### Exercise requirements
- 1) Output everything in the moa passage from "But DNA from" down to "than largest males.".
- 2) Answer these questions about the moa passage:
(a) How much did the giant female moa weigh?
(b) Who led the second research group?
(c) How many times heavier were the largest females than the largest males?
- 3) Summarize the moa passage in two sentences.

### Reading passage
————

But DNA from old bones helps us now to recover the mysteries of these creatures.

For long, the number of moa species has been overestimated.

The DNA analysis showed the smaller specimens to be the males of the same species. Based on bones 8000 years old, the analysis proved the largest females to be 1.5 times higher and 2.8 times heavier than largest males.

The gender size dimorphism seems to be the biggest of any avian or mammalian species so far.

The giant moa were all females, weighing 76 to 242 kg and being 1.2 to 1.9 m tall at the back. Males, formerly
thought to be a distinct species, weighed only 34 to 85 kg, and were 0.9 to 1.2 m tall at the back.

Both the Lambert-Millar group and the other group, led by Oxford-based expatriate New Zealander Dr Alan Cooper, found that females accounted for most of the moa bones that have been preserved in swamps and deposited in museums.

"That suggests the females were out foraging and maybe the males were sitting on the eggs, as the male kiwi do," said Professor Lambert.

Dr Cooper's group suggested that the big females were needed to produce big eggs for their young to survive in the forests.

DNA analysis revealed also a second turkey sized species. In this species, the sexual dimorphism was not so marked.

————

### Entries shown
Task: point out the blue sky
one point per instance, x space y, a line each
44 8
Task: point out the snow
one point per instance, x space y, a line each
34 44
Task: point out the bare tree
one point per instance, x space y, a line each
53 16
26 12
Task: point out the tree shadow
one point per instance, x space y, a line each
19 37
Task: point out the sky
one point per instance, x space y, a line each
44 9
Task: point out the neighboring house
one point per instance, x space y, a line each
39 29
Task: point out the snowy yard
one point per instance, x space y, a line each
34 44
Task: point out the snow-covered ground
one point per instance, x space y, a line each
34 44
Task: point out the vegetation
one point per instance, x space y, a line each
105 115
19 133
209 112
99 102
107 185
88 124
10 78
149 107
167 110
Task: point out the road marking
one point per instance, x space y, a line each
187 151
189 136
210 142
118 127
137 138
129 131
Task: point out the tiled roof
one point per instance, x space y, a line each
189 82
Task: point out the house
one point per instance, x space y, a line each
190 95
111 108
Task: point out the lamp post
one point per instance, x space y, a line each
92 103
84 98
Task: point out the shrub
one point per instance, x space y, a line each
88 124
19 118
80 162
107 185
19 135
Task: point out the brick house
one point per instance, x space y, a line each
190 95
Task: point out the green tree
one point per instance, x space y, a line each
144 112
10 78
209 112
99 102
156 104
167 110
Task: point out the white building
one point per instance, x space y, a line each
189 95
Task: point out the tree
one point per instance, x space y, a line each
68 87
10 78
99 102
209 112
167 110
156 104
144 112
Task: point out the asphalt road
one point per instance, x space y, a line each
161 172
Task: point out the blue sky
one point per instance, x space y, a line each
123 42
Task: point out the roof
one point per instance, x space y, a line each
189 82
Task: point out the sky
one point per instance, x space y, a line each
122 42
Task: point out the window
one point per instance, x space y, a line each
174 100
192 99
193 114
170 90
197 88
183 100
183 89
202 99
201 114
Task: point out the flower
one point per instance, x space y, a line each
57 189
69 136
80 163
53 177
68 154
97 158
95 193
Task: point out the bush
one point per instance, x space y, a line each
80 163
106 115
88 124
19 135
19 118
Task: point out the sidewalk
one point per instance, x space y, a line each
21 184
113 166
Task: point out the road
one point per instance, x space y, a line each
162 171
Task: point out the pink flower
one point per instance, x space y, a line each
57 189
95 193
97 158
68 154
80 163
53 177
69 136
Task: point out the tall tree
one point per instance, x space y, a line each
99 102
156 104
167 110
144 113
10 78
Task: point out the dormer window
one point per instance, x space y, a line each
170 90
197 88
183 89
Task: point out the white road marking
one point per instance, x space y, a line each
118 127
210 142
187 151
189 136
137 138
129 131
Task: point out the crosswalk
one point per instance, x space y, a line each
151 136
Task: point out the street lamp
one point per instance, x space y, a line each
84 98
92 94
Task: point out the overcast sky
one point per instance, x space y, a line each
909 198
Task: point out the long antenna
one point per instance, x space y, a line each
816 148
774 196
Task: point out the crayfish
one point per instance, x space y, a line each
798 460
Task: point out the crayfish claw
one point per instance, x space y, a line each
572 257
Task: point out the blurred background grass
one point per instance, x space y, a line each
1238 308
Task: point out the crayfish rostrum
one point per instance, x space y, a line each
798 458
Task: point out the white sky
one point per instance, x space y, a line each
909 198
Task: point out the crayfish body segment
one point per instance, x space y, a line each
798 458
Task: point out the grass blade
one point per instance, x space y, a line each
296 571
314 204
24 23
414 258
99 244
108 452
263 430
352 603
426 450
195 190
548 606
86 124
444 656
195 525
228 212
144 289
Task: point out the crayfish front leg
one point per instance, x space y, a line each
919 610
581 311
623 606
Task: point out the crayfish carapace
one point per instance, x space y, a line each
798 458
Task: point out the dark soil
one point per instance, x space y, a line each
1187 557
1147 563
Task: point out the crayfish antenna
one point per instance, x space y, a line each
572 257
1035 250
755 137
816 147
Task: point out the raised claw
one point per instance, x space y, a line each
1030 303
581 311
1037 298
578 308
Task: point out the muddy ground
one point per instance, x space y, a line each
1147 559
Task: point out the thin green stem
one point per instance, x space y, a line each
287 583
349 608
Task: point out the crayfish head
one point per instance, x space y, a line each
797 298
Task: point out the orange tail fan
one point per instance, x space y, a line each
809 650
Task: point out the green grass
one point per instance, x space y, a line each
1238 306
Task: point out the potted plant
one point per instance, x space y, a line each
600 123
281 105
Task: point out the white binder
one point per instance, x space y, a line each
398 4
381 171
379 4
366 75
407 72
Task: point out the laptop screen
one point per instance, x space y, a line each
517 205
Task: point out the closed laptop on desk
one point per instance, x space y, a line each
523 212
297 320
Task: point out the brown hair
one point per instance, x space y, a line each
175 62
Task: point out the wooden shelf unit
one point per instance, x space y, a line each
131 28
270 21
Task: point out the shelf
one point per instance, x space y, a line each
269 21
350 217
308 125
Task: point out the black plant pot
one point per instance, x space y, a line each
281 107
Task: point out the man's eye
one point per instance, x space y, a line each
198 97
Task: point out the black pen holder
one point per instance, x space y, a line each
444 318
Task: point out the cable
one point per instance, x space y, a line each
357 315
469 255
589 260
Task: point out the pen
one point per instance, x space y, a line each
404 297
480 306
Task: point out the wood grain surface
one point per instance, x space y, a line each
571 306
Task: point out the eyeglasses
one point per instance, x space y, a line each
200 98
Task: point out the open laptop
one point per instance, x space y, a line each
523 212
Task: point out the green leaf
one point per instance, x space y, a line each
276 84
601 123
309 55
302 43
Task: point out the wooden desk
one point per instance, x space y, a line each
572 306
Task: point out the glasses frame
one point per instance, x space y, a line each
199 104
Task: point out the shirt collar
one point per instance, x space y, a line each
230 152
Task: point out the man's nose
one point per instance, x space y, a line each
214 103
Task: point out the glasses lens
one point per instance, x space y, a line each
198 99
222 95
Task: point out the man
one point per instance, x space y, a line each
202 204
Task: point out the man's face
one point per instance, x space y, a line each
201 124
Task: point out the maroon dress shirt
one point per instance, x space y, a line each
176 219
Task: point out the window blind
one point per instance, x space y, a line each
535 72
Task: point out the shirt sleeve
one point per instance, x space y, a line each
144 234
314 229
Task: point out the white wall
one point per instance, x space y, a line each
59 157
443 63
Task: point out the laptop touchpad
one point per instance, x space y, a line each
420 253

————

### Answers to the problems
- 1)
But DNA from old bones helps us now to recover the mysteries of these creatures.

For long, the number of moa species has been overestimated.

The DNA analysis showed the smaller specimens to be the males of the same species. Based on bones 8000 years old, the analysis proved the largest females to be 1.5 times higher and 2.8 times heavier than largest males.

- 2)
(a) 76 to 242 kg
(b) Dr Alan Cooper
(c) 2.8 times

- 3) DNA from old bones showed that the smaller moa, once thought to be a distinct species, were males of the same species as the giant females, which were up to 1.5 times taller and 2.8 times heavier than the largest males. Two research groups found that females made up most of the preserved moa bones, and the analysis also revealed a second turkey-sized species with less marked sexual dimorphism.